Excerpts of pointing data
......
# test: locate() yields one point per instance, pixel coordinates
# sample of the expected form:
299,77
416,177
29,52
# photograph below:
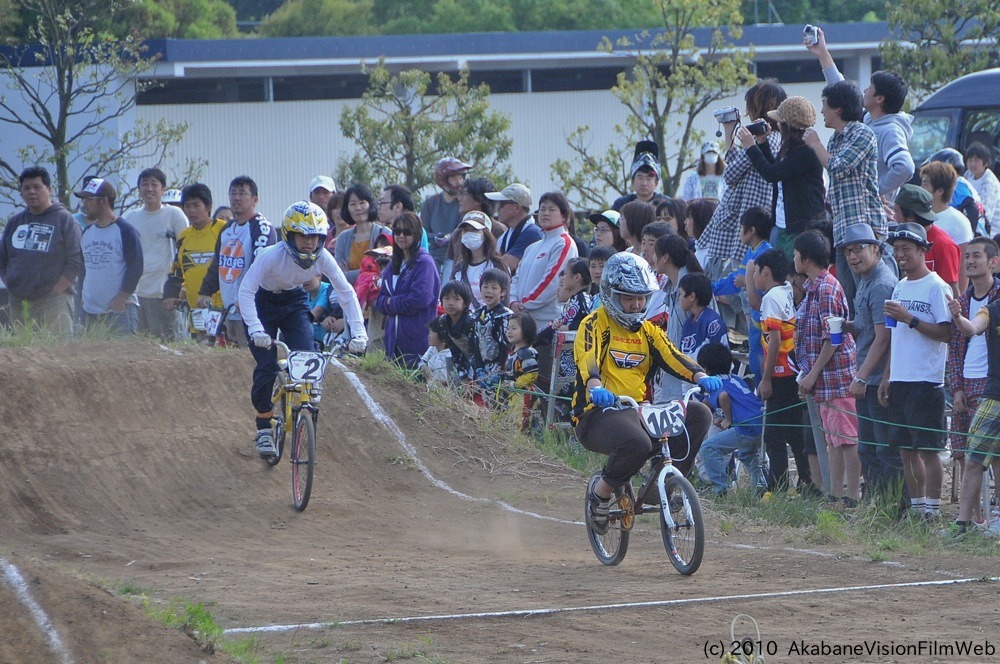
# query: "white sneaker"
265,443
991,528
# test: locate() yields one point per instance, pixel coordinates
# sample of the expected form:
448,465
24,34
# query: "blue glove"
710,384
602,397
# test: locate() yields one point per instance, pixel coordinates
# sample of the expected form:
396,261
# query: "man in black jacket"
40,256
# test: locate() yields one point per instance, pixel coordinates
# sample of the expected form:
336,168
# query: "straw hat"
796,112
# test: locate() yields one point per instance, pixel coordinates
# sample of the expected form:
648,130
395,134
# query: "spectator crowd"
863,285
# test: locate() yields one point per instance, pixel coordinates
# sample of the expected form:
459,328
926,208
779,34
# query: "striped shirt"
745,188
853,169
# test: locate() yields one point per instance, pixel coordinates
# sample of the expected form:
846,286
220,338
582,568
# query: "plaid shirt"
959,344
824,298
745,188
853,169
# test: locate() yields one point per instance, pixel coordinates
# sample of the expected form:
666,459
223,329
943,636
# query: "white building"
270,108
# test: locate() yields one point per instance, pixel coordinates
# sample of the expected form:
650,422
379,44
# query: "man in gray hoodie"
883,101
40,257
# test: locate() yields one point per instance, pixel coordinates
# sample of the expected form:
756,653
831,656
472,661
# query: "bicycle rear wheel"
610,548
685,541
279,424
302,457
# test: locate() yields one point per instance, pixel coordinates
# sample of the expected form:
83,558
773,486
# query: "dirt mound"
128,462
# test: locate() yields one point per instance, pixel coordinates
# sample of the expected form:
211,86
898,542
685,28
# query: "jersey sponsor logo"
33,237
627,360
232,262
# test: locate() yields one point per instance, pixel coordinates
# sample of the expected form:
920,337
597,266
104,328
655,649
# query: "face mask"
472,241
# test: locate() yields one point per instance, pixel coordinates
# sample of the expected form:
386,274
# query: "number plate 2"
306,366
663,420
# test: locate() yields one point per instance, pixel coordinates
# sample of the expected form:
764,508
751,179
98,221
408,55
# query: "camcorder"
727,114
811,34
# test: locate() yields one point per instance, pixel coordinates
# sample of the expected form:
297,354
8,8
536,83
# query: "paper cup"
889,320
836,324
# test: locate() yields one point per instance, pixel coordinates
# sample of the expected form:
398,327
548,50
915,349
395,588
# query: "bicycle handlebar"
626,400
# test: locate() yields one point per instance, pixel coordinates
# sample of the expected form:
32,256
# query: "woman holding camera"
799,195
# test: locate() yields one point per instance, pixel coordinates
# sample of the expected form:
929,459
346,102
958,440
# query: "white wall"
283,145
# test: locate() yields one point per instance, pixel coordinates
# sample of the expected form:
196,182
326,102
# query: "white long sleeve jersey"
274,270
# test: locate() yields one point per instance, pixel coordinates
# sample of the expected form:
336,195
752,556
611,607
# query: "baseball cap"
478,220
516,192
916,200
97,187
910,231
324,182
858,234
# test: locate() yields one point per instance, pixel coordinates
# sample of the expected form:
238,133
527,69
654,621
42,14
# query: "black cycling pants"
620,435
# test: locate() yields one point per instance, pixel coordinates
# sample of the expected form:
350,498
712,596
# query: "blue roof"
488,43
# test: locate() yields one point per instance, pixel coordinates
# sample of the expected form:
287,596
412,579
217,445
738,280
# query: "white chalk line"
379,414
522,613
16,581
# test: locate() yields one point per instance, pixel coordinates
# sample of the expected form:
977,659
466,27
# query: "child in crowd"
741,423
435,363
574,294
704,325
521,367
777,387
491,327
318,297
369,285
756,224
459,333
597,258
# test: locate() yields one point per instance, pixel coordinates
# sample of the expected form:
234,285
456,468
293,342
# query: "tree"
934,41
671,82
181,19
402,127
74,91
305,18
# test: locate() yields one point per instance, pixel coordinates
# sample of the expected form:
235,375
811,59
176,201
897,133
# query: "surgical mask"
472,241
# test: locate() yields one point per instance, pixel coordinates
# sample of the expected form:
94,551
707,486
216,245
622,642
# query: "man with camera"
883,103
745,187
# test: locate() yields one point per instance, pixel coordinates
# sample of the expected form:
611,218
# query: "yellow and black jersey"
195,251
624,361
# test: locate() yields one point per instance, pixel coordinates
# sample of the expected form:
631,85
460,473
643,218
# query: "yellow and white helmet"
303,218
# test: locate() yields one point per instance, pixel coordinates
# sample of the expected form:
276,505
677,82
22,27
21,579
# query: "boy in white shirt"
272,299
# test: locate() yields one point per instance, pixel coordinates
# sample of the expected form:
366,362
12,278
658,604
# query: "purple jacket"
414,299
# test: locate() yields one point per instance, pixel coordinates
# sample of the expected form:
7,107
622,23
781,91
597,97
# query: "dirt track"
131,462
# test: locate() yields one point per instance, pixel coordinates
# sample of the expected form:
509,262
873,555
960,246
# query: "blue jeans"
716,451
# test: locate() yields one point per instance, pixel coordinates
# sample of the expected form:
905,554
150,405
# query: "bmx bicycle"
296,401
666,492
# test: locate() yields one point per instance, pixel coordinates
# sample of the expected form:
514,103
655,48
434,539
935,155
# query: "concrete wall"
......
Leave out the pictures and copy everything else in the records word for word.

[CORRECT RESULT]:
# test: locate() yields one point per instance, pixel coordinates
# sample of the expected form:
299,77
416,177
29,52
# photograph below:
# query: "white sneaker"
265,443
991,528
# test: locate() yields one point per instance, pixel coordinates
# sample of the expected form:
448,465
24,34
# query: "blue glove"
710,384
602,397
# test: locate() yields one point per instance, pixel coordinates
# sample of the expected form:
396,261
# query: "man in black jacket"
40,256
# test: locate() yields one point per instance, pixel coordinates
# sample of the expected form:
336,168
# query: "straw hat"
796,112
# test: locate() yields one point per instance, pixel coordinates
# sample of the expected form:
648,130
395,134
# query: "spectator crowd"
863,285
# test: locate() yields one point per instance, pixel coordinates
# sample of the expected form:
459,328
926,208
779,34
# query: "striped shirt"
745,188
853,169
# test: locate() yields one point per instance, pixel coordinates
# sample of the expected form:
846,286
220,338
582,568
# query: "plaid shirt"
959,344
824,298
745,188
853,169
# test: locate() yields one point per instance, pixel coordinates
# sample of the expected form:
666,459
223,329
943,636
# query: "white building"
270,108
# test: locate() yields one point per instance, pixel coordinates
# sample of the expected form:
650,422
379,44
# query: "man in gray hoodie"
883,101
40,257
# test: locate() yields one point per instance, pixel coordinates
# sample of the expected form:
756,653
831,656
472,661
# query: "bicycle rear wheel"
610,548
685,541
279,424
302,457
# test: locate() yields one point per instance, pixel coordinates
# sample of the expected form:
83,558
773,486
# query: "dirt mound"
128,462
# test: locate() yields one point per instance, pixel coordinates
# sample of the expected form:
211,86
898,542
685,28
# query: "jersey sponsor logo"
33,237
627,360
232,262
# test: locate() yields one point per instance, pixel coordinates
# sample of the expected form:
920,337
597,266
104,328
655,649
# query: "face mask"
472,241
# test: locate() yields one point per instance, pixel coordinates
# sample of the expected form:
386,274
# query: "number plate 2"
306,366
663,420
# test: locate() yields one point per instance, pixel coordinates
# sample of the expected form:
764,508
751,179
98,221
408,55
# query: "camcorder"
727,114
811,34
# test: locate() yields one point per instance, pixel coordinates
# sample of the expected form:
297,354
8,8
536,83
# query: "paper cup"
889,320
836,324
# test: locate() yields one point per instance, pixel coordinates
# sample of the expected form:
398,327
548,50
915,349
395,588
# query: "bicycle handlebar"
626,400
# test: locate() yields one point per instance, pixel coordinates
# sample of the expected form:
32,256
# query: "woman holding camera"
799,195
# test: locate() yields one point per instance, pixel coordinates
# sample of the expected form:
929,459
346,102
958,440
# query: "white wall"
283,145
# test: locate() yields one point per instance, pixel coordinates
# sample of the expected form:
196,182
326,102
# query: "white long sleeve jersey"
274,270
# test: locate() yields one point per instance, pixel coordinates
# sample of the expected form:
336,195
752,556
611,607
# query: "baseball cap"
478,220
516,192
916,200
97,187
910,231
324,182
858,234
# test: locate() yields one point per instance, pixel coordinates
# sample of the expected form:
238,133
527,69
654,621
42,14
# query: "black cycling pants"
620,435
# test: locate() yields one point per instance, pixel coordinates
# sample of the expected form:
350,498
712,596
# query: "blue roof"
488,43
# test: locate() yields one point per instance, pixel coordinates
# sample of the expected form:
287,596
412,579
217,445
738,280
# query: "white chalk line"
379,414
522,613
16,581
# test: locate() yields one point per instance, pixel coordinates
# sample of the expected form:
977,659
466,27
# query: "child in crowd"
741,423
435,363
574,294
704,325
521,367
777,387
491,327
318,297
369,285
756,224
459,333
597,258
# test: locate() yields one point per instance, pixel coordinates
# sample of the expected form:
234,285
456,468
293,342
# query: "tree"
934,41
671,82
181,19
402,127
74,91
305,18
# test: locate() yields one point per instance, pixel coordinates
# sample of the expected form:
235,375
811,59
176,201
897,133
# query: "surgical mask"
472,241
# test: locate() yields one point per instance, pixel coordinates
# sample of the expected form:
94,551
707,486
216,245
622,642
# query: "man with camera"
883,103
745,187
# test: locate() yields one point per instance, pixel coordinates
# sample of the expected form:
611,218
# query: "yellow and black jersey"
195,251
624,361
# test: locate() yields one point per instance, pixel coordinates
# sample of the expected form:
631,85
460,473
643,218
# query: "yellow and white helmet"
303,218
# test: locate() yields one point per instance, pixel coordinates
# sample of the expected form:
276,505
677,82
22,27
21,579
# query: "boy in white shirt"
272,299
# test: locate() yields one point per instance, pixel coordinates
# sample of the expected form:
366,362
12,278
658,604
# query: "purple jacket"
414,299
# test: locate() yields one point per instance, pixel coordinates
# sample of the expected form:
7,107
622,23
781,91
597,97
# query: "dirt track"
131,462
# test: locate() yields one point per instance, pixel coordinates
# sample of the expected form:
509,262
873,555
960,246
# query: "blue jeans"
716,451
# test: locate() yields one point per instance, pixel coordinates
# sample of the expected form:
905,554
150,405
# query: "bmx bicycle"
296,401
666,492
# test: locate() yields one point per instance, pixel coordinates
# sample of the expected form:
514,103
655,48
434,539
935,155
# query: "concrete wall"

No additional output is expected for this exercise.